Voorkeurshouding
Wist jij dat er in Nederland ongeveer 200.000 kinderen per jaar geboren worden? Ruim 12% van deze zuigelingen blijkt een voorkeurshouding te hebben. Circa 10% van alle zuigelingen onder de leeftijd van zes maanden ontwikkelt mede daardoor een scheef hoofdje. Hier uit mogen we concluderen dat ook jouw kindje een kans van 1 op 10 heeft dat hij een scheef hoofdje krijgt.
Wat is nu eigenlijk een voorkeurshouding?
De laatste jaren wordt geadviseerd om baby’s op hun rug te laten slapen, dit vooral in verband met de mogelijke kans op wiegendood. Tijdens de eerste maanden moet de schedel van je kindje nog veel groeien en is deze nog erg “zacht”. De houdingen waarin je kindje slaapt en speelt zijn mede daardoor van invloed op het eventueel ontwikkelen van een voorkeurshouding. Het is juist daarom heel belangrijk dat je die houdingen met regelmaat afwisselt, hiermee voorkom je het ontwikkelen van een voorkeurshouding.
We kunnen letterlijk stellen dat als je kindje (bijna) altijd met zijn hoofdje naar dezelfde kant gedraaid ligt er sprake is van een voorkeurshouding. Dit doet je kindje dan niet alleen als hij slaapt maar ook als hij wakker is. Heel vaak gaat zo’n voorkeurshouding gepaard met plagiocefalie oftewel schedelasymmetrie. Je kindje heeft er niet direct last van, die vindt het wel best want het ligt best gemakkeljik en prettig op die platte kant.

▸ AANGELEVERDE GEGEVENS:
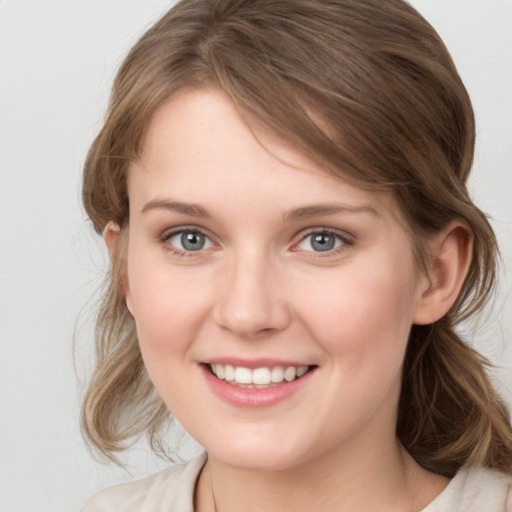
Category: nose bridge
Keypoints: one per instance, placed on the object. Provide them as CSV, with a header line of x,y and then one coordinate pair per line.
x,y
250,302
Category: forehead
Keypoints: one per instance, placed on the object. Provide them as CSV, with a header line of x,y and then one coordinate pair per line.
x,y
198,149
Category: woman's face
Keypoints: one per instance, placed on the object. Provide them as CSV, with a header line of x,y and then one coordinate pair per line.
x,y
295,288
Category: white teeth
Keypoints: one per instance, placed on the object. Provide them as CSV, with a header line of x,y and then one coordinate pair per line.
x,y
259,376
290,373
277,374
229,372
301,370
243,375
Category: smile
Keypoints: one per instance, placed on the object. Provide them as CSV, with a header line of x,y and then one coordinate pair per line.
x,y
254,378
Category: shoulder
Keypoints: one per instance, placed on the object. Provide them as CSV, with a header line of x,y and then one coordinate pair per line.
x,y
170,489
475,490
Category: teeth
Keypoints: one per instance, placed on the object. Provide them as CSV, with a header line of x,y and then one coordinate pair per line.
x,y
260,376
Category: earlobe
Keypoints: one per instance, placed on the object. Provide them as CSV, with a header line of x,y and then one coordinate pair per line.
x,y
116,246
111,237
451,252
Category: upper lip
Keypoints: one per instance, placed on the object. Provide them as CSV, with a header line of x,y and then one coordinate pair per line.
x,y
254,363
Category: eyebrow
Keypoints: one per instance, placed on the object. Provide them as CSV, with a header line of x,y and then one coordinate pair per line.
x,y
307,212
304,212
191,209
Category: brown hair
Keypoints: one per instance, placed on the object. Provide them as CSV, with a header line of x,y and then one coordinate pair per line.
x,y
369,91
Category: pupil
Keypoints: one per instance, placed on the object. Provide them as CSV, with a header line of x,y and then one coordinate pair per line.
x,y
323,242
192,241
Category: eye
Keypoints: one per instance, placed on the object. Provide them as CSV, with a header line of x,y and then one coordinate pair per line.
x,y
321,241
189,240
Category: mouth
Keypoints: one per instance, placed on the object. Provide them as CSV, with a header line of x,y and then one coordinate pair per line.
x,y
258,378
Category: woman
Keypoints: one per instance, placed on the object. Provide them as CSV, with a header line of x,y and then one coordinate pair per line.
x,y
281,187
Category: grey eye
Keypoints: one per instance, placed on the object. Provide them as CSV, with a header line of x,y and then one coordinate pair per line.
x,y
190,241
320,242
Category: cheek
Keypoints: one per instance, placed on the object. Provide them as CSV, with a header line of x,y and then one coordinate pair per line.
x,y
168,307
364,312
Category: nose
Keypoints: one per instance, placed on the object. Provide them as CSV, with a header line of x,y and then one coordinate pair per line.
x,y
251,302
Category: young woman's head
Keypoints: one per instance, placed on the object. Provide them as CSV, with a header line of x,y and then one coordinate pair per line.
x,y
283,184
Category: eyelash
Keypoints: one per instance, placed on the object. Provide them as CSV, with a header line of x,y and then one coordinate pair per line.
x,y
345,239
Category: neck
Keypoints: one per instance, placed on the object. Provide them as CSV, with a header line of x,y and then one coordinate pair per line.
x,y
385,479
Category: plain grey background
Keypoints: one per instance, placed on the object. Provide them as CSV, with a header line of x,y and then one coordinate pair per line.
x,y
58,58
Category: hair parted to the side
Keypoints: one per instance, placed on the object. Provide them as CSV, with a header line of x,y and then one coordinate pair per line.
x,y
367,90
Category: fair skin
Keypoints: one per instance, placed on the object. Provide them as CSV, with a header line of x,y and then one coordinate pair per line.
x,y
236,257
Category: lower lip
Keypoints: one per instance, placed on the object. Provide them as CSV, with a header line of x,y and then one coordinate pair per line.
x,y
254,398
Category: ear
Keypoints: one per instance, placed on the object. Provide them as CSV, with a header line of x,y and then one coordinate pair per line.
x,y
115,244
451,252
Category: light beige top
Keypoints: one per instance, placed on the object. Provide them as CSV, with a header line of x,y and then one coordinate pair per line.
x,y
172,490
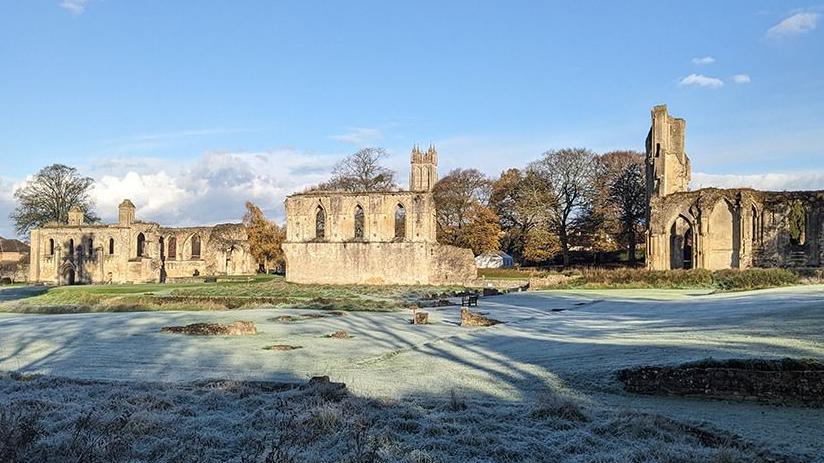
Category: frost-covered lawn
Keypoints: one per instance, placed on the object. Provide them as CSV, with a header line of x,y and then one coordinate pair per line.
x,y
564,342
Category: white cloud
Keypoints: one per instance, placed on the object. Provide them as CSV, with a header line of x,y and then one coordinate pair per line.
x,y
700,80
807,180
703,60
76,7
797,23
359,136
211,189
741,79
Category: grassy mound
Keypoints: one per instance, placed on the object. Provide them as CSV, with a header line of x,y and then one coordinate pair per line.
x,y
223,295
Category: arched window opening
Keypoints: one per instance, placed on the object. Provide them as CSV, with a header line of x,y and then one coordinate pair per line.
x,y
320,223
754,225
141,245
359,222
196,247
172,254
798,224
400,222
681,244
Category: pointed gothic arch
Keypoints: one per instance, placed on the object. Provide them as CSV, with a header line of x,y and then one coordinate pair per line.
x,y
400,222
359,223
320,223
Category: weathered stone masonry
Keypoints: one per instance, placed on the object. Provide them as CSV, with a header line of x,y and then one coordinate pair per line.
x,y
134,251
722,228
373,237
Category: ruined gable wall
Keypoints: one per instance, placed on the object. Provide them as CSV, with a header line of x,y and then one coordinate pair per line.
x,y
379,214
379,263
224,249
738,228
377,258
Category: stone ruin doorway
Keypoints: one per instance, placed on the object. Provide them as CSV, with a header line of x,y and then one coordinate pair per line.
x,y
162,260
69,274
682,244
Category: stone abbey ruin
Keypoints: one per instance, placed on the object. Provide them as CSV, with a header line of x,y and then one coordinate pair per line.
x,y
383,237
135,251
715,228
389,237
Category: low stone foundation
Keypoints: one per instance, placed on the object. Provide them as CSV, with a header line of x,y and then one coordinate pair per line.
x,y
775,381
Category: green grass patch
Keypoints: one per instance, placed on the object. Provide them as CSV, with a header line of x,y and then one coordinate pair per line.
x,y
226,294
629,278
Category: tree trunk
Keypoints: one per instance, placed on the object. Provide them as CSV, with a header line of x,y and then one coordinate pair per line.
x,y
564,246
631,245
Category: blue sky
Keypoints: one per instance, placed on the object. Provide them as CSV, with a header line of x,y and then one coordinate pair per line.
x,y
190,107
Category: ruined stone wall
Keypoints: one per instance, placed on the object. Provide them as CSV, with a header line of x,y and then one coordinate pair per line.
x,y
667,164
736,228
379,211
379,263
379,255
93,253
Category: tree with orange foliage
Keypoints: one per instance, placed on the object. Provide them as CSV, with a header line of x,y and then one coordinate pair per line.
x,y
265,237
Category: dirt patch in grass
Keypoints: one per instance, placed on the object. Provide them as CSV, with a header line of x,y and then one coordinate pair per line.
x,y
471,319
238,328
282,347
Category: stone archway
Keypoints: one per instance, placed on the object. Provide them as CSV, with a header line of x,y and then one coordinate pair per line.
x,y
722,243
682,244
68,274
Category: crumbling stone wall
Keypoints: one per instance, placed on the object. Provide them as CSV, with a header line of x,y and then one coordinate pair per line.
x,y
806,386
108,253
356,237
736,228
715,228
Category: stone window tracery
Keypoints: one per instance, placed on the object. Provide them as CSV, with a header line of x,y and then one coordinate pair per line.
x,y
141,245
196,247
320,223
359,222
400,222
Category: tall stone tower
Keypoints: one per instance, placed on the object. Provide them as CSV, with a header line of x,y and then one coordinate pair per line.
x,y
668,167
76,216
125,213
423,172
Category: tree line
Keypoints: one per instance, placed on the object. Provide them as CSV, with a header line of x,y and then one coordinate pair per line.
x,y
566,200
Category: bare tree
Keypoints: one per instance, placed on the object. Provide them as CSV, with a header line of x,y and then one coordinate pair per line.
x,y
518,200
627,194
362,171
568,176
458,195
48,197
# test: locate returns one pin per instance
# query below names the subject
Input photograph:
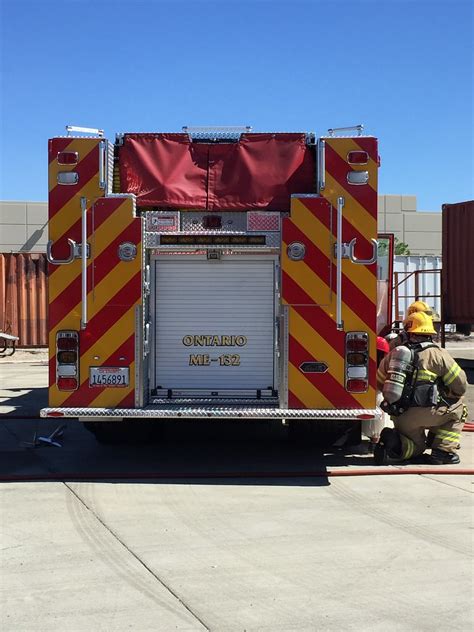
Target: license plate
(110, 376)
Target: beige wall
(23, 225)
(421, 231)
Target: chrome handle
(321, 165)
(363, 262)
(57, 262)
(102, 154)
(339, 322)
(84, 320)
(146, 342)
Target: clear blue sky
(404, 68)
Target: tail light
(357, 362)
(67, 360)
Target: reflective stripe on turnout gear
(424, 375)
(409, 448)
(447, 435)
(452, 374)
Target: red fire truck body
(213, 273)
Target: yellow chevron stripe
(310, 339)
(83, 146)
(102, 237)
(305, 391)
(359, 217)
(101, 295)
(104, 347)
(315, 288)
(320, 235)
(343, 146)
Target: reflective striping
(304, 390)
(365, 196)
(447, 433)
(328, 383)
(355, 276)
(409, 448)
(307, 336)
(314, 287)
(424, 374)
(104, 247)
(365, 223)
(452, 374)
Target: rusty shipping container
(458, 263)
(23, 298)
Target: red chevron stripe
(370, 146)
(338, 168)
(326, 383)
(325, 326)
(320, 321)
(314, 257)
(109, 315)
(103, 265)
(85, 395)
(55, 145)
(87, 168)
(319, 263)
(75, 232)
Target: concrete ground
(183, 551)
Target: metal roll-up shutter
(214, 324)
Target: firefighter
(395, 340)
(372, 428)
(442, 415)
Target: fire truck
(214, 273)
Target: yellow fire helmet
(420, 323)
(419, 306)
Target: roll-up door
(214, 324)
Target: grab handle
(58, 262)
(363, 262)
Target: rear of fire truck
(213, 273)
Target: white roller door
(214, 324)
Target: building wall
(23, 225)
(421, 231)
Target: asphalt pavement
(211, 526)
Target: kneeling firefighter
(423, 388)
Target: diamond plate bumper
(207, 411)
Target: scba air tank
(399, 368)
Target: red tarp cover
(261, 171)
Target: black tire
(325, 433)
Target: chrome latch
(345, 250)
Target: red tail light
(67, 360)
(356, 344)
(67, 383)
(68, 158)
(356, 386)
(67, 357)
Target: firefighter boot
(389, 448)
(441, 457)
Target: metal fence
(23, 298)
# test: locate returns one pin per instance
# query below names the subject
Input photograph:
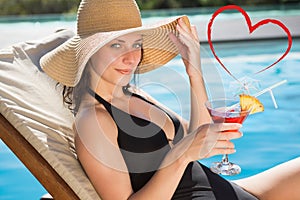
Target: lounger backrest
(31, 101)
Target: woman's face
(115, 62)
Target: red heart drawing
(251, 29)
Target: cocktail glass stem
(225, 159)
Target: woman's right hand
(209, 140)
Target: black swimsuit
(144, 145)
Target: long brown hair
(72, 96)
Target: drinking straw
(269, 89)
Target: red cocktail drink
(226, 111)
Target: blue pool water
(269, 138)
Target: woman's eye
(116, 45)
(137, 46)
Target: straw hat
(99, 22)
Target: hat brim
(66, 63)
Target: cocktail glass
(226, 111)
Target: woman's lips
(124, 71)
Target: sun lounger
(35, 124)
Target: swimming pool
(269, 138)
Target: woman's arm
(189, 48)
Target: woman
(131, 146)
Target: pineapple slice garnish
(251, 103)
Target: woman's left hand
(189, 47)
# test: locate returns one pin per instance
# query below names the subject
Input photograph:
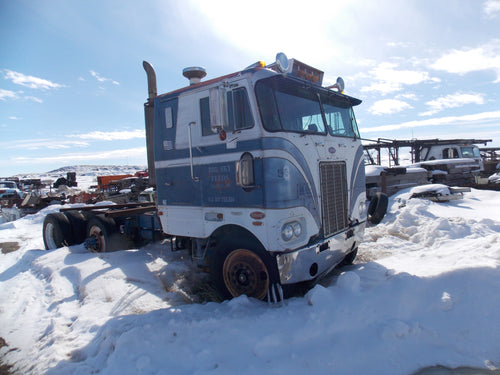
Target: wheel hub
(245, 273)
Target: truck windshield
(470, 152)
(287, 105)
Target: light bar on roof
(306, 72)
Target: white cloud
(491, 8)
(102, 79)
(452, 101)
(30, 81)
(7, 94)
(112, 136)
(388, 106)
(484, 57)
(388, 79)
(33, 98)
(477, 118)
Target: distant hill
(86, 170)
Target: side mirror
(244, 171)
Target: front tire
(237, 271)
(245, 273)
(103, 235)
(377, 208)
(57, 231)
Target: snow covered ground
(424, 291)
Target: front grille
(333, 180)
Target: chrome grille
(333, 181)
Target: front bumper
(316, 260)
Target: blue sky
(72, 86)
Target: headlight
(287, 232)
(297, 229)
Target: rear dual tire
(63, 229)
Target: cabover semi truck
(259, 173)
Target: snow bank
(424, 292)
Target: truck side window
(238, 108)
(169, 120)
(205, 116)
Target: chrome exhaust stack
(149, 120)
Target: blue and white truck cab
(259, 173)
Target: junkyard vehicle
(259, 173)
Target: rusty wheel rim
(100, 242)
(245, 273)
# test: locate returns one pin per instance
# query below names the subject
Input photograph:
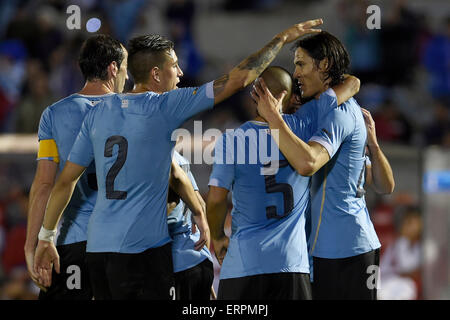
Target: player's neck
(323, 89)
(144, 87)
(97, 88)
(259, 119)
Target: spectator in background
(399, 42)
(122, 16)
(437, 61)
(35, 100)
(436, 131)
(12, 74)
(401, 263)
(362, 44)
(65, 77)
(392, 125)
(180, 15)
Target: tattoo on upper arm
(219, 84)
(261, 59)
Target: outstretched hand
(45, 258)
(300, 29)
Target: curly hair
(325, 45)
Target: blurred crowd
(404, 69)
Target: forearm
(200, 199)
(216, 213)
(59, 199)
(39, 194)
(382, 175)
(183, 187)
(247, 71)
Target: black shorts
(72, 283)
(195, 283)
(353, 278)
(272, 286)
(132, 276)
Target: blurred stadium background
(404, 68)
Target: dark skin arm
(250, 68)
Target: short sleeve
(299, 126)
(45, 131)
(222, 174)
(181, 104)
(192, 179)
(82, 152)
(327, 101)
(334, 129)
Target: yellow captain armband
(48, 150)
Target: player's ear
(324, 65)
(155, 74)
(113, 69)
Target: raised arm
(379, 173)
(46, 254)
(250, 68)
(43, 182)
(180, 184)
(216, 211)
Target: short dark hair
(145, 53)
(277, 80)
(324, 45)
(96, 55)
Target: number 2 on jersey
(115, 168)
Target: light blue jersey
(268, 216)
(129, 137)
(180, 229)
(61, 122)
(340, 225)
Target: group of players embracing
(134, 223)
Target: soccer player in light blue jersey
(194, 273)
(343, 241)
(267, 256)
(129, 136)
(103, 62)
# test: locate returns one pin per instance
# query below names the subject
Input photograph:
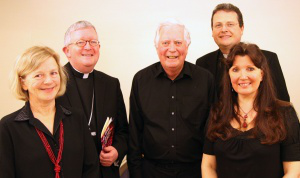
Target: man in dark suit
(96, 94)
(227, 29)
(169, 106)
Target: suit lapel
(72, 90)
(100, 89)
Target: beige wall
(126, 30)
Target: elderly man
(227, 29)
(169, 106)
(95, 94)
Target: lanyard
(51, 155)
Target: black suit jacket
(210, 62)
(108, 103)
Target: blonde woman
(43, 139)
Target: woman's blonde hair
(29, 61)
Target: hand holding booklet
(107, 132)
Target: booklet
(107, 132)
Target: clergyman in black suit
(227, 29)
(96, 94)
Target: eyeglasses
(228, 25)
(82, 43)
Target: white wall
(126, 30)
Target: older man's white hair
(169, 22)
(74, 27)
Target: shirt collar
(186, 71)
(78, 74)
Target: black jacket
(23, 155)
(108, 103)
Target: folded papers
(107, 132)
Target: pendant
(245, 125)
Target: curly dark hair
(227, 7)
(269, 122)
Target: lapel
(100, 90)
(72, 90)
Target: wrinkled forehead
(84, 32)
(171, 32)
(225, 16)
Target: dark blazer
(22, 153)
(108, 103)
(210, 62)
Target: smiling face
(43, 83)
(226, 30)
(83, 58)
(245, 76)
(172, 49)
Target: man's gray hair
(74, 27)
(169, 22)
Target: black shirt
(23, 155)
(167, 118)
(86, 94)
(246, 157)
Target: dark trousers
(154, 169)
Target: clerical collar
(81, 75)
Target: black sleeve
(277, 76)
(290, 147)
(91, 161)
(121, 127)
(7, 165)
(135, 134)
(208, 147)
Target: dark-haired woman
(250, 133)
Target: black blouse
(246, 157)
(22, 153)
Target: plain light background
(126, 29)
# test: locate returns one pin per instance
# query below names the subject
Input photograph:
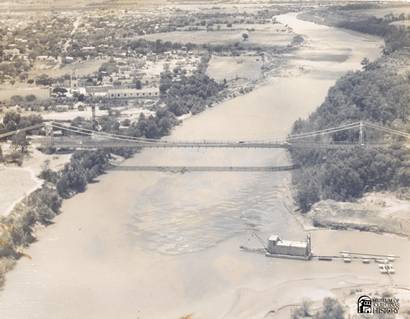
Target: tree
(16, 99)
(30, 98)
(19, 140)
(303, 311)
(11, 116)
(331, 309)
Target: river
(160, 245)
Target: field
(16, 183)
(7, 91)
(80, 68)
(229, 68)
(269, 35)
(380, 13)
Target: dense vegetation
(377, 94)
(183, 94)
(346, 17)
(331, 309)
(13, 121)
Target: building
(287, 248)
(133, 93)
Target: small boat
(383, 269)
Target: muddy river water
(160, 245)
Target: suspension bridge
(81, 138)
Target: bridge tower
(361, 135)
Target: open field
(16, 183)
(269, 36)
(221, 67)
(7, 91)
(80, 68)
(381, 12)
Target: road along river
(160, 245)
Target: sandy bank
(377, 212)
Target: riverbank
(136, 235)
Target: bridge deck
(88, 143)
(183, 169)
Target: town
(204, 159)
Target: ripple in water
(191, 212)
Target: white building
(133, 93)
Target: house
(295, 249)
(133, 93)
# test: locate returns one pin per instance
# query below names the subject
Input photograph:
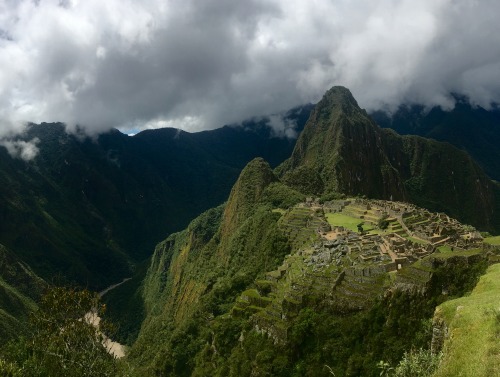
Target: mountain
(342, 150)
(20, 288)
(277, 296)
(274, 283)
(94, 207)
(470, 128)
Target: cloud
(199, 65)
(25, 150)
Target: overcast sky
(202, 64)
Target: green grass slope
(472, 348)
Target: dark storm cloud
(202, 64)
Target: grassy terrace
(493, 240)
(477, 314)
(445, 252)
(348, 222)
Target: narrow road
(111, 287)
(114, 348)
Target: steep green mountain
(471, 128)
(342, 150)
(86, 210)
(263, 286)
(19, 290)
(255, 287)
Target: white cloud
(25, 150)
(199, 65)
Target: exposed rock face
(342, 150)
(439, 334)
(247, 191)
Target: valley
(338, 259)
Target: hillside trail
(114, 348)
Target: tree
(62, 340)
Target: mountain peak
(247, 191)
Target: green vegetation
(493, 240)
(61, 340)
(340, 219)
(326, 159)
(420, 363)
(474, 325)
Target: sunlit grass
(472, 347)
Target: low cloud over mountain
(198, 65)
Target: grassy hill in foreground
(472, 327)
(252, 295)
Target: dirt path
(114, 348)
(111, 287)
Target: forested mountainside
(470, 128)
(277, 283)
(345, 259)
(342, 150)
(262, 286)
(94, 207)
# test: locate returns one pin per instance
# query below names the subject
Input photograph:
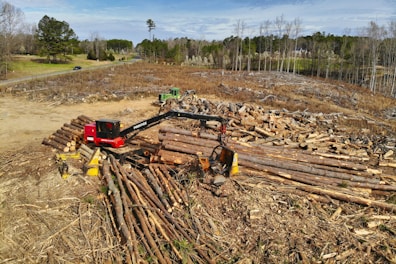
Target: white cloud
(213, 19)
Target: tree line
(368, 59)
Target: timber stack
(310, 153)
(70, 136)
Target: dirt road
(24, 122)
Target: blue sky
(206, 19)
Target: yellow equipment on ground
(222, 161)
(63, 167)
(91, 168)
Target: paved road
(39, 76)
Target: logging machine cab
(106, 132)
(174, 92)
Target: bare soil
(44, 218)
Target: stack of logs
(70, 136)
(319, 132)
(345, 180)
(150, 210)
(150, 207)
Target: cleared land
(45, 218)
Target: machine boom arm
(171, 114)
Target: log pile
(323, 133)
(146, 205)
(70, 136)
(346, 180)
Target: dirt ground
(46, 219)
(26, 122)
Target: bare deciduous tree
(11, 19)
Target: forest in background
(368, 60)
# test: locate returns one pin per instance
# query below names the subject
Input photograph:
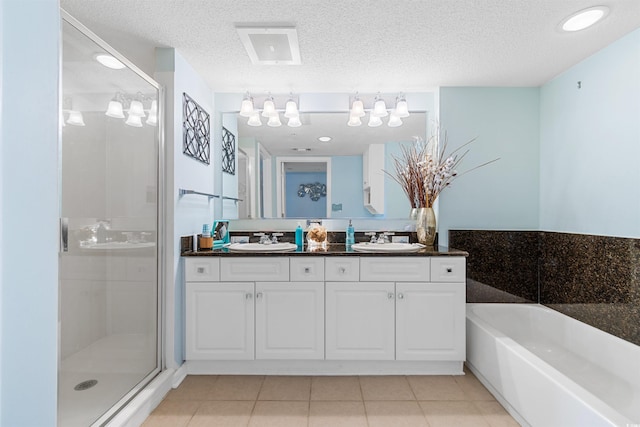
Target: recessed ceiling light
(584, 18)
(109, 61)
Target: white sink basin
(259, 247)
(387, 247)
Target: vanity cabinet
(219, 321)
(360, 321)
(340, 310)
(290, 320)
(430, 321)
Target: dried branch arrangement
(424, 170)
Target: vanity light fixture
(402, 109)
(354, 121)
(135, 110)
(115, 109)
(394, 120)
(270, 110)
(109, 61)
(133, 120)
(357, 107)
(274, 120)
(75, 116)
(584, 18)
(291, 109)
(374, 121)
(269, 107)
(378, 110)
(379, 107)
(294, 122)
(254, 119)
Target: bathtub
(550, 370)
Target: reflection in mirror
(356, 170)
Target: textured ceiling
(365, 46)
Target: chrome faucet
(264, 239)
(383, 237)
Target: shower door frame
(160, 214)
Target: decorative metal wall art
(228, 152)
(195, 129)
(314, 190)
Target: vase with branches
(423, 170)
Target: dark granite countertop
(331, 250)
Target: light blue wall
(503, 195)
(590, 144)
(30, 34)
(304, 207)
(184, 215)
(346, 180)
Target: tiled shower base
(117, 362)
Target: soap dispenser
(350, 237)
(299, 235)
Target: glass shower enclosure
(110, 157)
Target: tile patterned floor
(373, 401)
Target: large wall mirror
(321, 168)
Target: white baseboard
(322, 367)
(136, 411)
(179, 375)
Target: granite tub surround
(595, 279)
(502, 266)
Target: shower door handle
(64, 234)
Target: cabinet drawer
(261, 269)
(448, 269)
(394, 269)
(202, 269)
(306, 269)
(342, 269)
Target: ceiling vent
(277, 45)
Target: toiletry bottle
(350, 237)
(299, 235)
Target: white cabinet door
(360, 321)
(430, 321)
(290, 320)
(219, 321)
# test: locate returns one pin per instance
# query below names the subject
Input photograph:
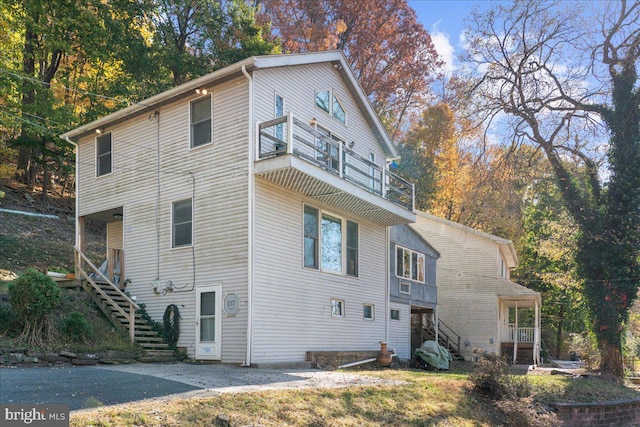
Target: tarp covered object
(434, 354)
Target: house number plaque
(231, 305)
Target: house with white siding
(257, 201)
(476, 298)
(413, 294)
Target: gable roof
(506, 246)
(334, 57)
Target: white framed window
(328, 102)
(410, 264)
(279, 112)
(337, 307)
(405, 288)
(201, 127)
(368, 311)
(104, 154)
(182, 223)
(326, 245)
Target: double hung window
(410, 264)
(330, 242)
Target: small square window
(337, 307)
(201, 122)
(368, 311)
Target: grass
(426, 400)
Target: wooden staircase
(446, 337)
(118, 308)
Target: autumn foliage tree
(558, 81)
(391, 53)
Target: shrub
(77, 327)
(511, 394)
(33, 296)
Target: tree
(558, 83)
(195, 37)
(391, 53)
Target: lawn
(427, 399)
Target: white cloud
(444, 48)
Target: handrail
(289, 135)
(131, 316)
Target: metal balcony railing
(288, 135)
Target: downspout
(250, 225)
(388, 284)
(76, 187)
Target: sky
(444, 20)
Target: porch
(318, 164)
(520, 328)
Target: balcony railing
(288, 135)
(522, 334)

▸ OPDRACHT: Typ uit de tekst over de voorkeurshouding het stuk van "De laatste jaren" tot en met "het ontwikkelen van een voorkeurshouding." nauwkeurig over.

▸ UITWERKING:
De laatste jaren wordt geadviseerd om baby’s op hun rug te laten slapen, dit vooral in verband met de mogelijke kans op wiegendood. Tijdens de eerste maanden moet de schedel van je kindje nog veel groeien en is deze nog erg “zacht”. De houdingen waarin je kindje slaapt en speelt zijn mede daardoor van invloed op het eventueel ontwikkelen van een voorkeurshouding. Het is juist daarom heel belangrijk dat je die houdingen met regelmaat afwisselt, hiermee voorkom je het ontwikkelen van een voorkeurshouding.